_Task description:_ Can you swap "eyeglasses" for "spectacles" throughout the material below and give it back with everything else unchanged?

_The data:_

>>>

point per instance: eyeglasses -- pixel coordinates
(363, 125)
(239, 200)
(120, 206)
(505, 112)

<<<

_Solution to this task:_
point per instance: spectacles -- pixel coordinates
(363, 125)
(239, 200)
(120, 206)
(505, 112)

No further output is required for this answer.